正規化是一個重要,但是近年來較少討論,甚至被誤解的議題.
最近時常看到一些人,說到正規化,關聯式資料庫,就是以前磁碟貴,要節省空間與金錢,所以才這樣做.現在儲存科技進步,所以就不需要云云.
正規化主要是做一致性,去冗餘只是為了一致性的過程中,帶來的特性,並不是目的.
來一個簡化情況的影片網站.
首先建立兩個 schema, s1212a 與 s1212bak.
s1212a 是主要的schema, s1212bak 的用處稍後就能理解.
create schema s1212a;
create schema s1212bak;
create table s1212a.gal (
id int not null primary key
, gname text
);
create table s1212a.company (
id int not null primary key
, cname text unique
);
insert into s1212a.gal values
(1, '小島みなみ'), (2, '葵つかさ'), (3, 'あやみ旬果'),
(4, '鈴村あいり');
insert into s1212a.company values
(1, 'Alice Japan'), (2, 'S1'), (3, 'PRESTIGE');
create table s1212a.contract (
id int not null primary key
, gal_id int not null REFERENCES s1212a.gal(id)
ON DELETE CASCADE ON UPDATE CASCADE
, com_id int not null REFERENCES s1212a.company(id)
ON DELETE CASCADE ON UPDATE CASCADE
, unique (gal_id, com_id)
);
insert into s1212a.contract values
(1, 1, 1), (2, 1, 2), -- 小島みなみ
(3, 2, 1), (4, 2, 2), -- 葵つかさ
(5, 3, 3), (6, 3, 2), -- あやみ旬果
(7, 4, 3);
select c.id, g.gname, co.cname
from s1212a.contract c
join s1212a.gal g
on c.gal_id = g.id
join s1212a.company co
on c.com_id = co.id;
id | gname | cname
----+------------+-------------
1 | 小島みなみ | Alice Japan
2 | 小島みなみ | S1
3 | 葵つかさ | Alice Japan
4 | 葵つかさ | S1
5 | あやみ旬果 | PRESTIGE
6 | あやみ旬果 | S1
7 | 鈴村あいり | PRESTIGE
(7 rows)
create table s1212a.videos (
id int not null primary key
, cid int not null REFERENCES s1212a.contract(id)

◇ ◇ ◇ ◇ ◇

待辦事項:
- A) 根據關於正規化的文本,正規化主要是為了做到什麼?
- B) 請從關於正規化的文本最後一句之後接著續寫。

◇ ◇ ◇ ◇ ◇

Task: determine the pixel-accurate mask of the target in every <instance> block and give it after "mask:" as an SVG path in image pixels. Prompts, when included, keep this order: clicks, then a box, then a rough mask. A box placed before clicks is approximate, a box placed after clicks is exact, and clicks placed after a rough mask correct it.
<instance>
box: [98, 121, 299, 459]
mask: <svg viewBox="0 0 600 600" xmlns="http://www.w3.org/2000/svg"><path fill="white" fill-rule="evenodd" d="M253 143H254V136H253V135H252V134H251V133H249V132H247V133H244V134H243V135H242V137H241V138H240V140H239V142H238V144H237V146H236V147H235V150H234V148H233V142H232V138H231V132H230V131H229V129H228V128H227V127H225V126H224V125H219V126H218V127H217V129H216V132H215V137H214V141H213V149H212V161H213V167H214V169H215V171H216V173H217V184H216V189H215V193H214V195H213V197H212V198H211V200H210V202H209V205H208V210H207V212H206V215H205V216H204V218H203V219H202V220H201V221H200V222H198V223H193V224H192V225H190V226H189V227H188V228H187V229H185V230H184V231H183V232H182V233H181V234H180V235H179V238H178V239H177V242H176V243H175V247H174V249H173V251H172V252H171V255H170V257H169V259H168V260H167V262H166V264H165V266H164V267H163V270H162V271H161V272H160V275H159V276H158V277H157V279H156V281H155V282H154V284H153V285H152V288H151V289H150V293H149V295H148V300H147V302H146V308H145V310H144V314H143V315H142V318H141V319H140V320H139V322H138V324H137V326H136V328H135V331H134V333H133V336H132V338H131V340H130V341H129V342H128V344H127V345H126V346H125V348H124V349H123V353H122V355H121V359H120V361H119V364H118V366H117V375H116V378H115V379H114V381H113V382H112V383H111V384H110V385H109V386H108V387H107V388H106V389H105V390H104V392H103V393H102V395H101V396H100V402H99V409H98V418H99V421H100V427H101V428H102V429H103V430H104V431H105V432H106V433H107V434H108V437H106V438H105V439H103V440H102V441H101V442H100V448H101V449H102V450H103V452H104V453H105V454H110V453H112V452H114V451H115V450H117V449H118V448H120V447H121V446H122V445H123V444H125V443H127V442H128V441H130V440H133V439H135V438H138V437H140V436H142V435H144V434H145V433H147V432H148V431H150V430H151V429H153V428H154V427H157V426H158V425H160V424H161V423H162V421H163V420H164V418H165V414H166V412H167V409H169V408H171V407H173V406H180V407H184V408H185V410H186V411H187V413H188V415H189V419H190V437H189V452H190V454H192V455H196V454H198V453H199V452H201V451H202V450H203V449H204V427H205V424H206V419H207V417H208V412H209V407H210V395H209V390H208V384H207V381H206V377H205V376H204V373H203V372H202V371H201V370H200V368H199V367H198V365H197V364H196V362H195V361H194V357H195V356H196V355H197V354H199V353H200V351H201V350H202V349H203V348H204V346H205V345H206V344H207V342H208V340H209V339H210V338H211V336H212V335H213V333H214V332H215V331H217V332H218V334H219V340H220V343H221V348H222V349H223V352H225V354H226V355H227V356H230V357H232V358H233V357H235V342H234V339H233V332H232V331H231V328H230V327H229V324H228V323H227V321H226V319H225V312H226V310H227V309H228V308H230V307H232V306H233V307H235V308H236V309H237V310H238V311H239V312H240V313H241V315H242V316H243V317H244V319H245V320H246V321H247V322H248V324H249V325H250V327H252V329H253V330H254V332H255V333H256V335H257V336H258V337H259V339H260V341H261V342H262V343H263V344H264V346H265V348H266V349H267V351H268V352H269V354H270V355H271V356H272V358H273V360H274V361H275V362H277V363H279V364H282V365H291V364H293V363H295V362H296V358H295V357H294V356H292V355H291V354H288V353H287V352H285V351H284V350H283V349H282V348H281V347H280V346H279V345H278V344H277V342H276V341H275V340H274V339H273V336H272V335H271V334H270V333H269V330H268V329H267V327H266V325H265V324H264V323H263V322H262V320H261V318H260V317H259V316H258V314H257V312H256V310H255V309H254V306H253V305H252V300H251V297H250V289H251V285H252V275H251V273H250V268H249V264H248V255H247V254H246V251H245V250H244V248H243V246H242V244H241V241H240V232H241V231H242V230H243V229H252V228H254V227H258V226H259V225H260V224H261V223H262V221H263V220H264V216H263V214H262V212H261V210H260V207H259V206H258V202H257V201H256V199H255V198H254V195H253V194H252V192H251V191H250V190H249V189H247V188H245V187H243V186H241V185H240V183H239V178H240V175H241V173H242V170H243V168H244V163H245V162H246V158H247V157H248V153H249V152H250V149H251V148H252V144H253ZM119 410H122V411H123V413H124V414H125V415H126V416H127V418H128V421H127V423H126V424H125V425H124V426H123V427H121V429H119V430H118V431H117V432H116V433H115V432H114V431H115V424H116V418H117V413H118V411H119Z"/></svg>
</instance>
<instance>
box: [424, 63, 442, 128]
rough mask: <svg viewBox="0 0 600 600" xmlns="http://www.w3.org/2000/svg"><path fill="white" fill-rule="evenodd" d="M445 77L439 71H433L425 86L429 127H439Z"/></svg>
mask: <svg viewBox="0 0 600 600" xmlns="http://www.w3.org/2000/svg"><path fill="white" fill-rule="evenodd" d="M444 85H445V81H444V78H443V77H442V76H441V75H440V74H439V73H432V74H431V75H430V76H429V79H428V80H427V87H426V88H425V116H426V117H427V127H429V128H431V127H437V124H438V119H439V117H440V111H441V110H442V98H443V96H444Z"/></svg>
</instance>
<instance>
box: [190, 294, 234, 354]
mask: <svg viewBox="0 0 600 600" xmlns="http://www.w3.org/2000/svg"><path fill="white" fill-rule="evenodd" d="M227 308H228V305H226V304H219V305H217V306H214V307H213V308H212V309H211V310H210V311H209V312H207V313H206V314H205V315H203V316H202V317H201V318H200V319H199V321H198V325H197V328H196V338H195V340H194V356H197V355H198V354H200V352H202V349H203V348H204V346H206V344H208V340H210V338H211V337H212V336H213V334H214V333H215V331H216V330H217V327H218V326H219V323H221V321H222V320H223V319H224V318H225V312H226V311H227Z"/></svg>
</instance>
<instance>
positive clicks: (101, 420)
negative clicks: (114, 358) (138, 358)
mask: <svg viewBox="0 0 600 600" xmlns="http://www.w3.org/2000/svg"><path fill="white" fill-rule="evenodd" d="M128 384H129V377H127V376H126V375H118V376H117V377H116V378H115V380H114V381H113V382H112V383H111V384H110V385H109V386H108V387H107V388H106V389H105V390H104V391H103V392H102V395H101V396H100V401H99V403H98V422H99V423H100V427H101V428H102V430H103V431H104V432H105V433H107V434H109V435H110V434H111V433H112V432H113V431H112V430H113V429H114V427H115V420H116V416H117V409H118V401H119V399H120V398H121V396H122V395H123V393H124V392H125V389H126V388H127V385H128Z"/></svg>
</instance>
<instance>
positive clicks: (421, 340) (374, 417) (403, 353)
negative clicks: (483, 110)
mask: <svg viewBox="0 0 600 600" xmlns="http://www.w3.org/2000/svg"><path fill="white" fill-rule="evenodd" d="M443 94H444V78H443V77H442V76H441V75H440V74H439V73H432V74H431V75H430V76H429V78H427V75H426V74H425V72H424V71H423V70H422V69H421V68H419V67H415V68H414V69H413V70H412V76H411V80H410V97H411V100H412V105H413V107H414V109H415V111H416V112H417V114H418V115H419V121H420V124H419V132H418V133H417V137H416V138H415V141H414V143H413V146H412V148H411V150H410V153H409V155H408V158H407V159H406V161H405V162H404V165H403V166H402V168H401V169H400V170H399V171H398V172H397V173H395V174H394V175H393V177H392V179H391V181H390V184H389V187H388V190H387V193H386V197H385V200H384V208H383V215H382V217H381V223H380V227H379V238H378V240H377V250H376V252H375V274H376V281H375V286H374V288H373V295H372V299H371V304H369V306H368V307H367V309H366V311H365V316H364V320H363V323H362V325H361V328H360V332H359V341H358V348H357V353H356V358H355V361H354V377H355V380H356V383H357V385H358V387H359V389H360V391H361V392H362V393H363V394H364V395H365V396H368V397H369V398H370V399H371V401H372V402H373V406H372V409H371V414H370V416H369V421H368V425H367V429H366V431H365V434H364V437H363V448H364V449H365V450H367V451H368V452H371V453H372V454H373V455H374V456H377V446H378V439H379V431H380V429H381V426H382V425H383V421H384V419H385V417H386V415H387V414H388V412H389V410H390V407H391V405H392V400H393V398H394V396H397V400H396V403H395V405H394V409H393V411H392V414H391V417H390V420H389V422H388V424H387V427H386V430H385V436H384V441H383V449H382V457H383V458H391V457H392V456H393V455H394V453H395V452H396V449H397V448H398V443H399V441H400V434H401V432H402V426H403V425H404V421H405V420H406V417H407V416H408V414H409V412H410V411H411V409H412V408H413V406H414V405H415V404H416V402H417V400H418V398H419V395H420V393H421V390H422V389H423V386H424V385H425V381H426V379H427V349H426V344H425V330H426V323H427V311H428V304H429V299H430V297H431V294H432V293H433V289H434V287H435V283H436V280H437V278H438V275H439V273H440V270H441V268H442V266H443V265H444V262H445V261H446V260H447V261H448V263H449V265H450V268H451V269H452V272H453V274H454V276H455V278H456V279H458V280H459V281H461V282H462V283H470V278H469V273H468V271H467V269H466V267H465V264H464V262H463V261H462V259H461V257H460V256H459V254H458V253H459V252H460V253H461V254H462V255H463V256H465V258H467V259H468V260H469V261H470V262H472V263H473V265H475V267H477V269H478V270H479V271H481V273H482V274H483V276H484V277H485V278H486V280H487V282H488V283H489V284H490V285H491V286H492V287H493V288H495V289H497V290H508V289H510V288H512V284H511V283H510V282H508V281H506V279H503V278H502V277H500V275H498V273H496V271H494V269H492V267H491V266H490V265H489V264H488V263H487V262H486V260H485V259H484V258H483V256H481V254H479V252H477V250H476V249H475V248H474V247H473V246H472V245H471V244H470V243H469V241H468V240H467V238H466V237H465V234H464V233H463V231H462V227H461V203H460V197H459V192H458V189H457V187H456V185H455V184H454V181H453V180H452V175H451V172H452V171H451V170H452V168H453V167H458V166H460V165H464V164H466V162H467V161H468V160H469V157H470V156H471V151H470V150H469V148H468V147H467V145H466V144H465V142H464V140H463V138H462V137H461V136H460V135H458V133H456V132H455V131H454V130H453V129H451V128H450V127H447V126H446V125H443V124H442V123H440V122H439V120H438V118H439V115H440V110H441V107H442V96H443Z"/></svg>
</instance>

◇ ◇ ◇ ◇ ◇

依題號作答:
- A) 一致性。

- B)
ON DELETE CASCADE ON UPDATE CASCADE
, vid text not null
);
insert into s1212a.videos values
(1, 1, 'DV-1279'), (2, 2, 'SNIS-133'), (3, 2, 'SSIS-911'), -- 小島みなみ
(4, 3, 'DV-1195'), (5, 4, 'SNIS–436'), (6, 4, 'SSIS-974'), -- 葵つかさ
(7, 5, 'EDD-209'), (8, 5, 'ABP-356'), (9, 6, 'SSNI-203'), -- あやみ旬果
(10, 7, 'EDD-218'), (11, 7, 'ABF-061'); -- 鈴村あいり
--
create view s1212a.current_vidoes as
select g.gname, co.cname
, array_agg(v.vid) as vids
from s1212a.contract c
join s1212a.gal g
on c.gal_id = g.id
join s1212a.company co
on c.com_id = co.id
join s1212a.videos v
on c.id = v.cid
group by g.gname, co.cname;
select *
from s1212a.current_vidoes;
gname | cname | vids
------------+-------------+---------------------
葵つかさ | Alice Japan | {DV-1195}
葵つかさ | S1 | {SNIS–436,SSIS-974}
あやみ旬果 | PRESTIGE | {EDD-209,ABP-356}
あやみ旬果 | S1 | {SSNI-203}
小島みなみ | Alice Japan | {DV-1279}
小島みなみ | S1 | {SSIS-911,SNIS-133}
鈴村あいり | PRESTIGE | {EDD-218,ABF-061}
(7 rows)
最後建立了一個view.方便我們取得資料.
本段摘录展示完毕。